- **To do**
Without including any picture, repeat the records below exactly.

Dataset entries
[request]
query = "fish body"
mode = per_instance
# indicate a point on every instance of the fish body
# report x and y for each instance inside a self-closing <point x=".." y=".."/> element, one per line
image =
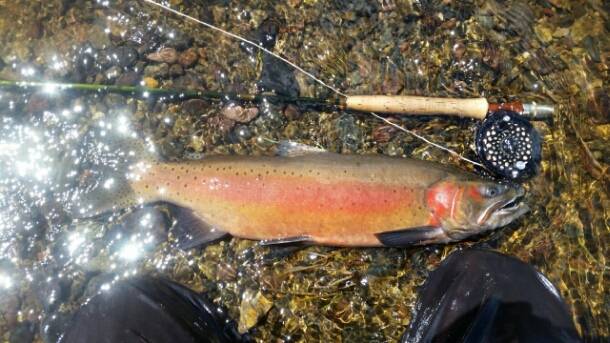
<point x="319" y="197"/>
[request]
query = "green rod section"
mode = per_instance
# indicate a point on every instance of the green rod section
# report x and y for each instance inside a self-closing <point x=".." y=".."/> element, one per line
<point x="179" y="93"/>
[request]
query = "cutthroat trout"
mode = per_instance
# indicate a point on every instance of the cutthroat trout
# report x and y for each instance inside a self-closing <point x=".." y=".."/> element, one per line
<point x="308" y="196"/>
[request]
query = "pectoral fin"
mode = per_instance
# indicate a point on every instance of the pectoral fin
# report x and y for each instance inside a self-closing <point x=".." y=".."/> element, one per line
<point x="191" y="230"/>
<point x="413" y="236"/>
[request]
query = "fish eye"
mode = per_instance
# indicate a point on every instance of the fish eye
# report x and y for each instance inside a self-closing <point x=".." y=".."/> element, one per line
<point x="493" y="191"/>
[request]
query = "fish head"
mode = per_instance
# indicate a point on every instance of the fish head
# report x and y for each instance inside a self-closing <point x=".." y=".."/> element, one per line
<point x="467" y="207"/>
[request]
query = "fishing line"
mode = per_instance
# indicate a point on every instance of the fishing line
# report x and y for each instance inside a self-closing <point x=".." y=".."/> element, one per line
<point x="311" y="76"/>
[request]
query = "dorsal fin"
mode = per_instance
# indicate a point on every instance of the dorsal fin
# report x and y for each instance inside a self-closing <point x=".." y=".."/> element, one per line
<point x="292" y="149"/>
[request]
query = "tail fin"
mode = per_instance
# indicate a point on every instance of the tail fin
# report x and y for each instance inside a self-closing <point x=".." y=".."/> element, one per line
<point x="109" y="155"/>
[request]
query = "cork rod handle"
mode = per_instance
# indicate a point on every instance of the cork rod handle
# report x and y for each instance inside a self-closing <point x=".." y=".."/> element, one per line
<point x="399" y="104"/>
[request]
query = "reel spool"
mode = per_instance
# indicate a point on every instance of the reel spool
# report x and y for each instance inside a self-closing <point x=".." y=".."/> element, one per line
<point x="508" y="145"/>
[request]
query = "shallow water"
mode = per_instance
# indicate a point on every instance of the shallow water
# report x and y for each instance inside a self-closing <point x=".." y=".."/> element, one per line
<point x="545" y="51"/>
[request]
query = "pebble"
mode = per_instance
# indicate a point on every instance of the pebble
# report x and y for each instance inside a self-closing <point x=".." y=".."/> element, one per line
<point x="98" y="37"/>
<point x="195" y="106"/>
<point x="221" y="124"/>
<point x="240" y="114"/>
<point x="150" y="82"/>
<point x="130" y="78"/>
<point x="188" y="58"/>
<point x="218" y="71"/>
<point x="122" y="56"/>
<point x="190" y="81"/>
<point x="292" y="112"/>
<point x="157" y="71"/>
<point x="166" y="55"/>
<point x="113" y="73"/>
<point x="175" y="70"/>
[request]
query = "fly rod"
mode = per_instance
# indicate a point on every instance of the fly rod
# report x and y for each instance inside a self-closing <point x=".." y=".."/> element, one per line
<point x="476" y="108"/>
<point x="507" y="144"/>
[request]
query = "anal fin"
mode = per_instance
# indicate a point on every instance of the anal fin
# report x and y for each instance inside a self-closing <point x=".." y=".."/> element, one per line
<point x="413" y="236"/>
<point x="191" y="230"/>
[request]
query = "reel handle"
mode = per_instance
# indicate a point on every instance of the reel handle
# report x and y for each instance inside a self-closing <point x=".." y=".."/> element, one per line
<point x="418" y="105"/>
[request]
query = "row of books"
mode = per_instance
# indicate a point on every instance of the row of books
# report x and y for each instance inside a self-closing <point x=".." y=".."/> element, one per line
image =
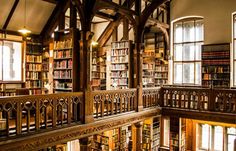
<point x="58" y="84"/>
<point x="34" y="58"/>
<point x="119" y="81"/>
<point x="120" y="59"/>
<point x="148" y="66"/>
<point x="32" y="75"/>
<point x="33" y="84"/>
<point x="33" y="67"/>
<point x="119" y="52"/>
<point x="63" y="44"/>
<point x="216" y="69"/>
<point x="119" y="74"/>
<point x="118" y="67"/>
<point x="62" y="54"/>
<point x="64" y="64"/>
<point x="215" y="76"/>
<point x="122" y="44"/>
<point x="64" y="74"/>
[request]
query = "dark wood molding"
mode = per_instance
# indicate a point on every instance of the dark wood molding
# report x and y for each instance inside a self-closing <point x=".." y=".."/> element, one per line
<point x="200" y="115"/>
<point x="53" y="137"/>
<point x="10" y="14"/>
<point x="51" y="1"/>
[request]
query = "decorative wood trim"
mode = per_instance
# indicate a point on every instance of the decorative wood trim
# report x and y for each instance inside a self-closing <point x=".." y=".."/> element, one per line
<point x="53" y="137"/>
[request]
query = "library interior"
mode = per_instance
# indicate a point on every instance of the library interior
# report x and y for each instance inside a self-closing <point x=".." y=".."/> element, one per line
<point x="117" y="75"/>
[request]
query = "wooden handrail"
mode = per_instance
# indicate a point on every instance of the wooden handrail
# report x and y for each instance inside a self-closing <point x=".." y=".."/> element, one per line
<point x="24" y="114"/>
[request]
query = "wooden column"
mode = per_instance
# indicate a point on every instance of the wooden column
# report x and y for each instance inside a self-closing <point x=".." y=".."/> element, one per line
<point x="125" y="29"/>
<point x="73" y="16"/>
<point x="85" y="144"/>
<point x="137" y="57"/>
<point x="114" y="34"/>
<point x="138" y="140"/>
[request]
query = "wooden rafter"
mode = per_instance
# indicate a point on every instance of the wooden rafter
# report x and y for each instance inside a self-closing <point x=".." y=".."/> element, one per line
<point x="54" y="18"/>
<point x="149" y="10"/>
<point x="122" y="9"/>
<point x="10" y="14"/>
<point x="111" y="26"/>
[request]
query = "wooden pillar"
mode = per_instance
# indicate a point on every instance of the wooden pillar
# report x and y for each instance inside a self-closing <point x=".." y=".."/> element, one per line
<point x="73" y="16"/>
<point x="114" y="34"/>
<point x="125" y="29"/>
<point x="138" y="140"/>
<point x="85" y="144"/>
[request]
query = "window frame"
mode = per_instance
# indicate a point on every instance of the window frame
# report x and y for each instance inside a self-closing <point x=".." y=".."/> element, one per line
<point x="196" y="61"/>
<point x="22" y="61"/>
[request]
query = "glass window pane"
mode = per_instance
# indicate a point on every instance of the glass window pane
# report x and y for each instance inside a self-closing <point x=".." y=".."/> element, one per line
<point x="205" y="136"/>
<point x="231" y="137"/>
<point x="12" y="61"/>
<point x="198" y="73"/>
<point x="198" y="51"/>
<point x="178" y="52"/>
<point x="178" y="32"/>
<point x="218" y="138"/>
<point x="177" y="73"/>
<point x="234" y="26"/>
<point x="188" y="73"/>
<point x="188" y="31"/>
<point x="199" y="30"/>
<point x="188" y="52"/>
<point x="1" y="47"/>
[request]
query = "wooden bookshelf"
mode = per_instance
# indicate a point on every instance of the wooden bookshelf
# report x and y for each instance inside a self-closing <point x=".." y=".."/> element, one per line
<point x="65" y="61"/>
<point x="100" y="143"/>
<point x="33" y="67"/>
<point x="161" y="63"/>
<point x="120" y="64"/>
<point x="216" y="65"/>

- **Response**
[request]
query = "fish body"
mode = per_instance
# indicate a point on every instance of the fish body
# report x and y for each instance inside a self-closing <point x=".." y=".."/> element, one per line
image =
<point x="319" y="197"/>
[request]
query = "green rod section"
mode = per_instance
# indicate a point on every instance of the green rod section
# report x and y for each instance inside a self-closing <point x=".." y=".."/> element, one per line
<point x="179" y="93"/>
[request]
query = "cutthroat trout"
mode = per_instance
# indicate a point on every instance of the cutthroat trout
# report x and y for each instance inside a self-closing <point x=".." y=".."/> element, one per line
<point x="308" y="196"/>
[request]
query = "pectoral fin"
mode = per_instance
# indicate a point on every instance of the pectoral fin
# report x and y for each instance inside a self-closing <point x=".." y=".."/> element, one per line
<point x="191" y="230"/>
<point x="413" y="236"/>
[request]
query = "fish eye"
mode = per_instance
# indicate a point on every instance of the fish eye
# report x and y for each instance inside a self-closing <point x=".." y=".."/> element, one per line
<point x="493" y="191"/>
[request]
query = "fish head"
mode = per_instance
# indicate a point on every instance of the fish head
# report x and y for each instance inside a self-closing <point x=".." y=".."/> element, one per line
<point x="467" y="207"/>
[request]
query = "fishing line"
mode = per_instance
# indicate a point on every instance of the fishing line
# report x and y for each instance inside a self-closing <point x=".." y=".."/> element, one per line
<point x="311" y="76"/>
[request]
query = "dorsal fin"
mode = per_instance
# indicate a point on every instance of the dorsal fin
# report x and y for each instance inside a self-closing <point x=".." y=".."/> element, one per line
<point x="292" y="149"/>
[request]
query = "tail fin"
mode = per_instance
# indicate a point on every instance of the tail fin
# report x and y for each instance inside a self-closing <point x=".." y=".."/> element, one per line
<point x="109" y="155"/>
[request]
query = "cork rod handle"
mode = per_instance
# indicate a point on every instance of the cork rod handle
# report x and y for each instance inside a self-closing <point x=".." y=".."/> element, one per line
<point x="399" y="104"/>
[request]
query = "reel spool"
mode = per_instance
# indicate a point on every instance of the reel spool
# report x and y for each instance inside a self-closing <point x=".." y=".."/> element, one per line
<point x="508" y="145"/>
[request]
query = "shallow water"
mode = per_instance
# indicate a point on every instance of the shallow water
# report x and y for each instance inside a self-closing <point x=".." y=".."/> element, one per line
<point x="545" y="51"/>
[request]
query = "pebble"
mode = per_instance
# indicate a point on every instance of the pebble
# report x and y for each instance inside a self-closing <point x=".." y=".."/> element, one per line
<point x="98" y="37"/>
<point x="195" y="106"/>
<point x="221" y="124"/>
<point x="240" y="114"/>
<point x="150" y="82"/>
<point x="130" y="78"/>
<point x="188" y="58"/>
<point x="218" y="71"/>
<point x="122" y="56"/>
<point x="190" y="81"/>
<point x="292" y="112"/>
<point x="157" y="71"/>
<point x="166" y="55"/>
<point x="113" y="73"/>
<point x="175" y="70"/>
[request]
query = "fly rod"
mode = per_instance
# indicate a point on every instance of the fly rod
# report x and y for each instance inside a self-closing <point x=".." y=".."/> element, one per line
<point x="476" y="108"/>
<point x="507" y="144"/>
[request]
query = "anal fin"
mode = per_instance
# indicate a point on every instance of the anal fin
# report x and y for each instance inside a self-closing <point x=".." y=".."/> element, one per line
<point x="413" y="236"/>
<point x="191" y="230"/>
[request]
query = "reel handle"
mode = per_instance
# indicate a point on every instance of the reel handle
# report x and y for each instance inside a self-closing <point x=".." y=".."/> element, one per line
<point x="418" y="105"/>
[request]
query = "row of books"
mode = per_instance
# indicate a point on every instance of the row of books
# report x and y for each instance inside a self-closing <point x=".." y=".."/> element, one per line
image =
<point x="58" y="84"/>
<point x="34" y="58"/>
<point x="119" y="81"/>
<point x="120" y="59"/>
<point x="148" y="66"/>
<point x="32" y="75"/>
<point x="33" y="84"/>
<point x="33" y="67"/>
<point x="119" y="52"/>
<point x="63" y="44"/>
<point x="216" y="69"/>
<point x="119" y="74"/>
<point x="118" y="67"/>
<point x="62" y="54"/>
<point x="64" y="64"/>
<point x="215" y="76"/>
<point x="122" y="44"/>
<point x="64" y="74"/>
[request]
query = "dark wood molding"
mode = per_instance
# indicate a point on every instance of the dark wood molding
# report x and y for each instance inside a self-closing <point x=".." y=".."/> element, one per line
<point x="200" y="115"/>
<point x="53" y="137"/>
<point x="10" y="14"/>
<point x="51" y="1"/>
[request]
query = "decorative wood trim"
mode = per_instance
# indicate a point on every instance of the decorative wood trim
# report x and y for each instance inside a self-closing <point x=".." y=".."/> element, one per line
<point x="53" y="137"/>
[request]
query = "library interior"
mode = per_instance
# indicate a point on every instance of the library interior
# report x and y for each instance inside a self-closing <point x=".." y=".."/> element, one per line
<point x="117" y="75"/>
[request]
query = "wooden handrail"
mode = per_instance
# indicate a point on every instance of the wooden handrail
# report x and y for each instance inside a self-closing <point x=".." y=".."/> element, one per line
<point x="24" y="114"/>
[request]
query = "wooden column"
mode = per_instance
# indicate a point on every instance of the wooden column
# report x and y for each instance inside a self-closing <point x=".." y=".."/> element, one per line
<point x="125" y="29"/>
<point x="73" y="16"/>
<point x="85" y="144"/>
<point x="137" y="57"/>
<point x="114" y="34"/>
<point x="138" y="140"/>
[request]
query = "wooden rafter"
mode = per_instance
# indicate a point on every instance of the wooden rafter
# report x and y for each instance inside a self-closing <point x=".." y=".."/> element, one per line
<point x="54" y="18"/>
<point x="149" y="10"/>
<point x="122" y="9"/>
<point x="10" y="14"/>
<point x="111" y="26"/>
[request]
query = "wooden pillar"
mode = per_instance
# indicate a point on every instance of the wooden pillar
# report x and y for each instance inside a self-closing <point x=".." y=".."/> element, one per line
<point x="73" y="16"/>
<point x="114" y="34"/>
<point x="125" y="29"/>
<point x="138" y="140"/>
<point x="85" y="144"/>
[request]
query = "window frame"
mode = per_instance
# indicate a point on every instance of the window frame
# report x and y for each instance inside a self-closing <point x=".." y=".."/> element, one per line
<point x="196" y="61"/>
<point x="22" y="61"/>
[request]
query = "glass window pane"
mode = per_instance
# indicate a point on every instance of the glass window pane
# report x and y for each instance inside a self-closing <point x=".." y=".."/> element, one per line
<point x="205" y="136"/>
<point x="231" y="137"/>
<point x="12" y="61"/>
<point x="198" y="73"/>
<point x="198" y="51"/>
<point x="178" y="52"/>
<point x="178" y="32"/>
<point x="218" y="138"/>
<point x="177" y="73"/>
<point x="234" y="26"/>
<point x="188" y="73"/>
<point x="188" y="31"/>
<point x="199" y="30"/>
<point x="188" y="52"/>
<point x="1" y="47"/>
[request]
query = "wooden bookshelf"
mode = per_instance
# indicate a point on every instance of the wooden bookshelf
# report x and y for each instance inside a self-closing <point x=".." y=".."/> element, one per line
<point x="65" y="61"/>
<point x="100" y="143"/>
<point x="33" y="67"/>
<point x="161" y="63"/>
<point x="120" y="64"/>
<point x="216" y="65"/>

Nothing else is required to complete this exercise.